--- TEXT BLOCK ---
Fluoride in drinking water – what the public needs to know
By Tom Theimer
After decades of debate, there no longer is any doubt that the widespread US practice of adding fluoride to drinking water is posing risks to our health.
The evidence that makes this clear has accumulated over many years, with much of it laid out in court files after a group of non-profits and individuals sued the Environmental Protection Agency (EPA) under the Toxic Substances Control Act (TSCA) to end water fluoridation, alleging that fluoride’s neurotoxicity posed an unreasonable risk to human health.
The litigation led last year to a federal court ruling that fluoridated water is not safe. US District Judge Edward Chen stated in his September 24 decision that it was “proven” that “water fluoridation at the level of 0.7 mg/L” “presents an unreasonable risk of injury to health or the environment”.
Obama-appointed Judge Chen grilled both trial counsels without bias, and drilled down on the scientific nuances concerning fluoride’s neurotoxicity in coming to his conclusion. His 80-page ruling will be one for the history books of environmental law.
Judge Chen wrote in his ruling: “In all, there is substantial and scientifically credible evidence establishing that fluoride poses a risk to human health; it is associated with a reduction in the IQ of children and is hazardous at dosages that are far too close to fluoride levels in the drinking water of the United States.”
“One thing the EPA cannot do…in the face of this Court’s finding, is to ignore that risk,” the judge wrote.
The last seven years have been packed with volumes of scientific evidence, expert testimonies, depositions, the National Toxicology Program (NTP) Report on Fluoride Neurotoxicity, and FOIA documents shedding light on institutional interference targeting top government toxicologists.
A May 2024 study that looked at pregnant women who drank fluoridated water and followed their children for three years after birth found that prenatal fluoride exposure was linked to a range of health problems in children.
And last month, a paper published in the journal JAMA Pediatrics and authored by scientists with the National Institutes of Health found a significant inverse relationship between measures of fluoride exposure and IQ in 64 of 74 studies.
This and other research has received little coverage in mainstream news outlets, leaving the broad public, journalists and professionals missing incredibly important information and context.
Robert F. Kennedy Jr., President Donald Trump’s nominee for Secretary of Health and Human Services, has been calling for an end to fluoridation in public drinking water for years.
It’s past time for the public to understand the risks.
During the trial, both parties agreed that fluoride is a neurotoxin and that at least a 10X safety factor was required. This aspect alone makes fluoridated water not safe to drink.
As plaintiffs’ attorney Michael Connett has pointed out: “the court concluded that the levels that we add to drinking water are far too close to the levels that we know can cause neurotoxic effects.”
Dr. Ashley Malin has participated in fluoride studies for over 10 years and says the EPA’s default factor of ten would set the safe levels at 0.15mg/l or lower.

--- RECORDS SHOWN ---
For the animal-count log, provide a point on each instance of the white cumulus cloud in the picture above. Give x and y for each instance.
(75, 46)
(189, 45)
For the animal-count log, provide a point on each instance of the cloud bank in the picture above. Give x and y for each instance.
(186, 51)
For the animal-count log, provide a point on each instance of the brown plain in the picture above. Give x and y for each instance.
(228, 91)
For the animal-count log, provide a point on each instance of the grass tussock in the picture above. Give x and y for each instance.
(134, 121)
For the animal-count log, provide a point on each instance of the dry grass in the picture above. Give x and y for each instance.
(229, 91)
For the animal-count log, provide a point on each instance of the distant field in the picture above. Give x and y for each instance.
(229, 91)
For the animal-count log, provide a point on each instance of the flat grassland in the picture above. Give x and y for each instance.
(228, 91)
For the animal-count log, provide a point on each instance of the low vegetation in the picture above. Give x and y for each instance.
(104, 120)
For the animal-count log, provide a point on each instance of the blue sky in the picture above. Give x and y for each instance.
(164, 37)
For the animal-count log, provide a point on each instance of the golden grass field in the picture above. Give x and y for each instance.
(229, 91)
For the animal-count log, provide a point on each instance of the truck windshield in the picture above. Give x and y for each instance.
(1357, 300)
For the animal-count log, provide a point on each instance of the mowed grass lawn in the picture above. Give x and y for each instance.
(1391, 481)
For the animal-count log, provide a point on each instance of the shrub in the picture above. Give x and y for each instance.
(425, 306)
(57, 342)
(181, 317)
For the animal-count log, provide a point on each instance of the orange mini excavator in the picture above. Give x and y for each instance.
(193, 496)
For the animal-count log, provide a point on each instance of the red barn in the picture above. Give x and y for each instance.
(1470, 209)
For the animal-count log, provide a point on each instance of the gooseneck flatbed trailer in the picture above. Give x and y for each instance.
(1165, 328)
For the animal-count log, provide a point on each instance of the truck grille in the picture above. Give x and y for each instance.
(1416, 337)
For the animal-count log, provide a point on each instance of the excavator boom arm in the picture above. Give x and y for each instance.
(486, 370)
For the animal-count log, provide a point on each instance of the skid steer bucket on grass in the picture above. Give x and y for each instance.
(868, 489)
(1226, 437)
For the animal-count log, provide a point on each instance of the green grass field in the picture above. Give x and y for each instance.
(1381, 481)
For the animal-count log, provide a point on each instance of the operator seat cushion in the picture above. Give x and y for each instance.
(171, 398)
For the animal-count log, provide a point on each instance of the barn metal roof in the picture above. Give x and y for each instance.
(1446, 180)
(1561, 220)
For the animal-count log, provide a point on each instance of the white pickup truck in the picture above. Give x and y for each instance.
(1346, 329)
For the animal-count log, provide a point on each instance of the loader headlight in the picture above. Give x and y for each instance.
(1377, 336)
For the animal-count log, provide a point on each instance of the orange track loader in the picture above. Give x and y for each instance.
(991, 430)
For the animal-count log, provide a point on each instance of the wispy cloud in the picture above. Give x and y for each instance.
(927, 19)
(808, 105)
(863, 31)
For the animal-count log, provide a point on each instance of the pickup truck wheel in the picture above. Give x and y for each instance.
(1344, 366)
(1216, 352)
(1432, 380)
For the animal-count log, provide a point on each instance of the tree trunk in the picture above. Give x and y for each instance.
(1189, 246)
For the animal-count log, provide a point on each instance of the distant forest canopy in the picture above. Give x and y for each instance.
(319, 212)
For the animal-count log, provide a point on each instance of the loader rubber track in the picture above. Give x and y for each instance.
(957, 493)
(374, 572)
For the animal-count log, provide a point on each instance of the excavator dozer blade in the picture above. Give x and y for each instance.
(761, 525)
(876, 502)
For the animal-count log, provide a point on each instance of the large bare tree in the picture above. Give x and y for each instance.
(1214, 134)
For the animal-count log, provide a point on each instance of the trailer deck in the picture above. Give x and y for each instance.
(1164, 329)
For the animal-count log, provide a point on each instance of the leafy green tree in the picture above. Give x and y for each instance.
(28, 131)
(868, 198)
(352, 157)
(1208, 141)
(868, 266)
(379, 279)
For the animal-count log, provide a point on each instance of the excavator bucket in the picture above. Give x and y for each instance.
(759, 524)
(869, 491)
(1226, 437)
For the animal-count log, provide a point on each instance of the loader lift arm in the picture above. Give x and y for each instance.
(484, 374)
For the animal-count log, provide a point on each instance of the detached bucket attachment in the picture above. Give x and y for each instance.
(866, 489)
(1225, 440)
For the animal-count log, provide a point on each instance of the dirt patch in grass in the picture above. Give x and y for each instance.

--- PARTS OF THE EXERCISE ---
- a) From the fluoride article, return the stretch from "The last seven" through "problems in children." verbatim.
- b) According to the fluoride article, in how many of the 74 studies did the JAMA Pediatrics paper find a significant inverse relationship between measures of fluoride exposure and IQ?

--- RESPONSES BY TASK ---
- a)
The last seven years have been packed with volumes of scientific evidence, expert testimonies, depositions, the National Toxicology Program (NTP) Report on Fluoride Neurotoxicity, and FOIA documents shedding light on institutional interference targeting top government toxicologists.
A May 2024 study that looked at pregnant women who drank fluoridated water and followed their children for three years after birth found that prenatal fluoride exposure was linked to a range of health problems in children.

- b) 64